**BEREITGESTELLTER AUSZUG**
-*-*-
Die Co-Kreisvorsitzende, Anne Jürgens, bezeichnete den Vertrag als „Zerreißprobe für die SPD bundesweit“ und forderte eine grundlegende inhaltliche und personelle Kurskorrektur der Parteispitze.

„Der Vertrag ist nicht der große Wurf, den unser Land bräuchte. Er spiegelt in vielen Bereichen unser schlechtes Wahlergebnis wider und es schmerzt, der Union solche Konzessionen zu machen“, erklärte der Co-Kreisvorsitzende Tim Tugendhat. „Es gilt, im Handeln klarzumachen, wofür die SPD steht. Wir dürfen uns in einer solchen Koalition – sollten wir sie eingehen – nicht den Schneid abkaufen lassen. Sonst verlieren wir unsere Glaubwürdigkeit.“

Jusos initiieren deutliche Positionierung

Die Initiative ging vom Juso-Kreisverband Heidelberg aus, der den Koalitionsvertrag in einem ausführlichen Antrag analysierte und scharf kritisierte. Zentrale Punkte der Kritik betreffen vor allem die fehlende Steuerfairness, die Rückkehr zu Sanktionen im Bürgergeld, migrationspolitische Verschärfungen sowie unzureichende Maßnahmen beim Klimaschutz und in der Bildungs- und Arbeitsmarktpolitik.
-*-*-
**AUFGABEN UND ÜBUNGEN**
1) Können Sie den Auszug zur Kritik am Koalitionsvertrag vollständig und wortgetreu wiederholen?
2) Können Sie die Einträge vom Anfang bis einschließlich der Zeile mit „positive clicks: (607, 804)“ unverändert wiedergeben, und zwar nur diese Zeilen?
Zwischen dem Auszug und den Einträgen besteht kein Zusammenhang.

**AUSGELESENE DATEN**
-*-*-
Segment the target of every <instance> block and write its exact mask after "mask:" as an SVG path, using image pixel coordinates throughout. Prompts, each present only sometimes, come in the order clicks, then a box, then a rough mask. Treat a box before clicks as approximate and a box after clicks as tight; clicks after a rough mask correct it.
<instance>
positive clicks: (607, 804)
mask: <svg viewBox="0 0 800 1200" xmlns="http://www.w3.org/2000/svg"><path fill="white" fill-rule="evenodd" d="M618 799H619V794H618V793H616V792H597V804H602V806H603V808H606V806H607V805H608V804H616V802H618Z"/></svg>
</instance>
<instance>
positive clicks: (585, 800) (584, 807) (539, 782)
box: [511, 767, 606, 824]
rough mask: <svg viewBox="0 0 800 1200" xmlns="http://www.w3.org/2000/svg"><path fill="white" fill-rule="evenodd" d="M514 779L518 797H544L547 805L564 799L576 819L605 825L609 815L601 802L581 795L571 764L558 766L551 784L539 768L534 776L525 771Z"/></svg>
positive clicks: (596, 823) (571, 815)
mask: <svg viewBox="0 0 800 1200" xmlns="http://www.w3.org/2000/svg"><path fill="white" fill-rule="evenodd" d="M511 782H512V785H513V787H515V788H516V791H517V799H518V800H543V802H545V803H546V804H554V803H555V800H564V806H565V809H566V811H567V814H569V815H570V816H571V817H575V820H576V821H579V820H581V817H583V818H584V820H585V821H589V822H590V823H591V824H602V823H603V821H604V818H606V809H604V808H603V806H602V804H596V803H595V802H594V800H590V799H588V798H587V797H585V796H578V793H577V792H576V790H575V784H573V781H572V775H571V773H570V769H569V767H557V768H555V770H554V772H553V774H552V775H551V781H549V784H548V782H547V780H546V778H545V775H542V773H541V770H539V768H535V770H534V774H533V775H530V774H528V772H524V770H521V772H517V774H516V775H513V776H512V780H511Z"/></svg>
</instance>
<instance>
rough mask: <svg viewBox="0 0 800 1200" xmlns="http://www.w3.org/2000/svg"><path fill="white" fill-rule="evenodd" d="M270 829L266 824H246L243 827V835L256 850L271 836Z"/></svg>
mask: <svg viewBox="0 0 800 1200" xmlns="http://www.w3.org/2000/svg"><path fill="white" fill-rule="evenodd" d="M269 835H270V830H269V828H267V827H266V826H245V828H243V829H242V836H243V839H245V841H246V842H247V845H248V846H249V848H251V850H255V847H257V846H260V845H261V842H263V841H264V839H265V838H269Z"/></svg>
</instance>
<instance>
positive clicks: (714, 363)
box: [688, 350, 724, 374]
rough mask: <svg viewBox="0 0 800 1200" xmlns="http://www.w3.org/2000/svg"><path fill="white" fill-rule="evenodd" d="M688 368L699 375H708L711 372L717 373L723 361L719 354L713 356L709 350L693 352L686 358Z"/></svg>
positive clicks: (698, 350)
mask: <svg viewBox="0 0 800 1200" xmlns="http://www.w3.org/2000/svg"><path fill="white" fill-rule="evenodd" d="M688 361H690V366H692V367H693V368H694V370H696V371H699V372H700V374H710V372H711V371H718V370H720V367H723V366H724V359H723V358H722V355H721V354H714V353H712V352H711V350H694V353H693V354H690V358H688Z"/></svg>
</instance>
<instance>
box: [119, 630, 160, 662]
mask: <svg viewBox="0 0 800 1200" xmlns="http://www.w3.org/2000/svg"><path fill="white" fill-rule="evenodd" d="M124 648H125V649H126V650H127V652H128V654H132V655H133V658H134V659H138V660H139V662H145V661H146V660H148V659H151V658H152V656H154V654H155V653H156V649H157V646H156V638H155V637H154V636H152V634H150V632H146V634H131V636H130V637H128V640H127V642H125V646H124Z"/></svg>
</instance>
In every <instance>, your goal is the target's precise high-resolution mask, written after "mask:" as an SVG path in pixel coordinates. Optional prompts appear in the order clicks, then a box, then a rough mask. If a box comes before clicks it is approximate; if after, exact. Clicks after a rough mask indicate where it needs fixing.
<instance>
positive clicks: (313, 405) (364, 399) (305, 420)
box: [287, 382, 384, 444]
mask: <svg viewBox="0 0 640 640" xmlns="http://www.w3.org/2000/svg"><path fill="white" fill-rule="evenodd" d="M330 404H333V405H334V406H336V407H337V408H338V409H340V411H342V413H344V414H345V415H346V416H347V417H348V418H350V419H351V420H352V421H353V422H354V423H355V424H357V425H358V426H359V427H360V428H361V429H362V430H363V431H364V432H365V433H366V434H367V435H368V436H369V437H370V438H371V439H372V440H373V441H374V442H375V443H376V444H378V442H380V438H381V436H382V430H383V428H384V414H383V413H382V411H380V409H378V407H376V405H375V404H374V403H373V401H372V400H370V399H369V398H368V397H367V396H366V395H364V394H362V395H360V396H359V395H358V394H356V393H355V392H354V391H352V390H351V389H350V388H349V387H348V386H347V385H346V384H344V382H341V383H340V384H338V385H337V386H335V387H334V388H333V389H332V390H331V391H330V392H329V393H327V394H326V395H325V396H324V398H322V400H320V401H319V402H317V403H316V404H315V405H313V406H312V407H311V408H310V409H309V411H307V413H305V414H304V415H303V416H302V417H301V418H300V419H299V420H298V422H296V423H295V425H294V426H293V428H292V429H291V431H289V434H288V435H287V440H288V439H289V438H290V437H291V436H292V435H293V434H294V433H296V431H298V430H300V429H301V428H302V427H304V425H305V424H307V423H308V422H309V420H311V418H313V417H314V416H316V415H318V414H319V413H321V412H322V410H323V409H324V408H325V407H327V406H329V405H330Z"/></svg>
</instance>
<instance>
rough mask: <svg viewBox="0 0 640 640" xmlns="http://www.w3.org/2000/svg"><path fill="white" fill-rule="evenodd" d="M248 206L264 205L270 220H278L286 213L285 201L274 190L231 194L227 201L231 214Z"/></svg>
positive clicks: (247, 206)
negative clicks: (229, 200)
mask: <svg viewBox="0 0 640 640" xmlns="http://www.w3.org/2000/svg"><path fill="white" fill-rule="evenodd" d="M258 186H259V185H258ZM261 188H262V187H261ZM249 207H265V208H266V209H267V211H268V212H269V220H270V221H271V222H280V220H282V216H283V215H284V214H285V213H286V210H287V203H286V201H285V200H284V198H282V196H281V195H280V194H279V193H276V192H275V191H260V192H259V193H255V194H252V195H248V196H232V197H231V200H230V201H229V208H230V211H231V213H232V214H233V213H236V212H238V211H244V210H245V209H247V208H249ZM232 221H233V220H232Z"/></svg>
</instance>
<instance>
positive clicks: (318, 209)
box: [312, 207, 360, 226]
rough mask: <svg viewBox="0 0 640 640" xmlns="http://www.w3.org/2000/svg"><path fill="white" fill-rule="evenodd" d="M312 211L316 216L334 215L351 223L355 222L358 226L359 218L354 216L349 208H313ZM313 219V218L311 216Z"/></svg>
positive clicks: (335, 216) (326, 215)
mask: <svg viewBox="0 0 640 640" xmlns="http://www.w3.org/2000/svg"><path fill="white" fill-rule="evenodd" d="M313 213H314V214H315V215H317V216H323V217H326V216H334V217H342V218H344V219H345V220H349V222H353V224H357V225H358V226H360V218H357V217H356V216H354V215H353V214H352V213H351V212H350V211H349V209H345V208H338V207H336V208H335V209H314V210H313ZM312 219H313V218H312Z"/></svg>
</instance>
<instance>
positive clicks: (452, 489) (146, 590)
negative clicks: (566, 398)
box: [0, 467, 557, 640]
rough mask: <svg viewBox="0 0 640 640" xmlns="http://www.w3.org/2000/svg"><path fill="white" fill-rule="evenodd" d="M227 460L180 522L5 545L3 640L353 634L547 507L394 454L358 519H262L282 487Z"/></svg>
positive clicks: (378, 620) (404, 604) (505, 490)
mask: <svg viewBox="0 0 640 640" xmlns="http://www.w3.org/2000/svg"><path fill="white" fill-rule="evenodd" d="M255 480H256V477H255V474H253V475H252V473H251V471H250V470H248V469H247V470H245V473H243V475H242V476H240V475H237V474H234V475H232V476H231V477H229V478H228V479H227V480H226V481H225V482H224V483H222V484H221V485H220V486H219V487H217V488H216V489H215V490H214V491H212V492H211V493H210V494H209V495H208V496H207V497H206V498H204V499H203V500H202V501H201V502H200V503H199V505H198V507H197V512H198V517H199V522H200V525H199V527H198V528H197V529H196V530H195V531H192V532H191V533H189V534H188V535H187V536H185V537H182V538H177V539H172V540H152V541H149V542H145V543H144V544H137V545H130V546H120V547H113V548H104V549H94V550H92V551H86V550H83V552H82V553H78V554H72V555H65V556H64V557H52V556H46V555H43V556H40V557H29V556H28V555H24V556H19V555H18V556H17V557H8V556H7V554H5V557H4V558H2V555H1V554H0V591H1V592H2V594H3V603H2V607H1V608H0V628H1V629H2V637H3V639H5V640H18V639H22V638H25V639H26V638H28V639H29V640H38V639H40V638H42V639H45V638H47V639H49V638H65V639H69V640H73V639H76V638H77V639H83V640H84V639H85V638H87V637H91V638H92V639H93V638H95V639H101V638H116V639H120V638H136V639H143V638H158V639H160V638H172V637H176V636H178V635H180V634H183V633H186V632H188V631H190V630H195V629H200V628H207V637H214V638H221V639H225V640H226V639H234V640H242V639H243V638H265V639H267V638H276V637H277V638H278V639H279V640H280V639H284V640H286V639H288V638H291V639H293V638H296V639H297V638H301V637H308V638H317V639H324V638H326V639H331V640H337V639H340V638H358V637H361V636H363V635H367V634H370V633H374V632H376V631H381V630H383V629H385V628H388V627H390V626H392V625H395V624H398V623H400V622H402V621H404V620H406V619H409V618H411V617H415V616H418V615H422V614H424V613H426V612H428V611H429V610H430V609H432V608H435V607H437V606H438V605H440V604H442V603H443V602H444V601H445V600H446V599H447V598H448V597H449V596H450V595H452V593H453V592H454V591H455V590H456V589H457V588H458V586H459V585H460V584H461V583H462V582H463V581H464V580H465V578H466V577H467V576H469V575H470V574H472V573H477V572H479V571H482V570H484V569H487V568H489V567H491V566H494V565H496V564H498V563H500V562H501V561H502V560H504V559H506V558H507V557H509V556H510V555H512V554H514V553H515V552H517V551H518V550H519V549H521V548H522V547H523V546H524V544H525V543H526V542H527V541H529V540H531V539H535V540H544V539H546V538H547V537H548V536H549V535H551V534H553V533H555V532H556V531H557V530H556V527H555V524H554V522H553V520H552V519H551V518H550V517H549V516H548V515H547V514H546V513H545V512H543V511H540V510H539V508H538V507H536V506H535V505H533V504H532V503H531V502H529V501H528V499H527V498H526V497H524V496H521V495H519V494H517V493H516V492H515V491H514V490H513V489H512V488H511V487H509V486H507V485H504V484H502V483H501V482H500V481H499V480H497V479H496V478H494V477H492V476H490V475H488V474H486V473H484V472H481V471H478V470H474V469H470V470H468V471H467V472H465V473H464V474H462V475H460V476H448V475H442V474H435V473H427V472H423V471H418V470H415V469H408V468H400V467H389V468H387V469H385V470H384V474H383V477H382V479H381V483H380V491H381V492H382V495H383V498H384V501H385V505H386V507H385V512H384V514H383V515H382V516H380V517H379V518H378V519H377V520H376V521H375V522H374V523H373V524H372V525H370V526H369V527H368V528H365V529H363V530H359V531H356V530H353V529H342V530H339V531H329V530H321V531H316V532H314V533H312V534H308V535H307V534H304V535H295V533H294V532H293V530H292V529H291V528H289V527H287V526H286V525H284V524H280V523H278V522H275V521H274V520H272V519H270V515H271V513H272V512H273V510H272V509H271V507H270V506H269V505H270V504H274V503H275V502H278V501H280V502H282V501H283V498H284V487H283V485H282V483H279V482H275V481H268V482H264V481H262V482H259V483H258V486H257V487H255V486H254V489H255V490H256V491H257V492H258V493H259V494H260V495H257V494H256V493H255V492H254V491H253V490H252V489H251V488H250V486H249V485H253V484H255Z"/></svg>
-*-*-
**LÖSUNGEN ZUR ÜBUNG**
1)
Die Co-Kreisvorsitzende, Anne Jürgens, bezeichnete den Vertrag als „Zerreißprobe für die SPD bundesweit“ und forderte eine grundlegende inhaltliche und personelle Kurskorrektur der Parteispitze.

„Der Vertrag ist nicht der große Wurf, den unser Land bräuchte. Er spiegelt in vielen Bereichen unser schlechtes Wahlergebnis wider und es schmerzt, der Union solche Konzessionen zu machen“, erklärte der Co-Kreisvorsitzende Tim Tugendhat. „Es gilt, im Handeln klarzumachen, wofür die SPD steht. Wir dürfen uns in einer solchen Koalition – sollten wir sie eingehen – nicht den Schneid abkaufen lassen. Sonst verlieren wir unsere Glaubwürdigkeit.“

Jusos initiieren deutliche Positionierung

Die Initiative ging vom Juso-Kreisverband Heidelberg aus, der den Koalitionsvertrag in einem ausführlichen Antrag analysierte und scharf kritisierte. Zentrale Punkte der Kritik betreffen vor allem die fehlende Steuerfairness, die Rückkehr zu Sanktionen im Bürgergeld, migrationspolitische Verschärfungen sowie unzureichende Maßnahmen beim Klimaschutz und in der Bildungs- und Arbeitsmarktpolitik.

2)
Segment the target of every <instance> block and write its exact mask after "mask:" as an SVG path, using image pixel coordinates throughout. Prompts, each present only sometimes, come in the order clicks, then a box, then a rough mask. Treat a box before clicks as approximate and a box after clicks as tight; clicks after a rough mask correct it.
<instance>
positive clicks: (607, 804)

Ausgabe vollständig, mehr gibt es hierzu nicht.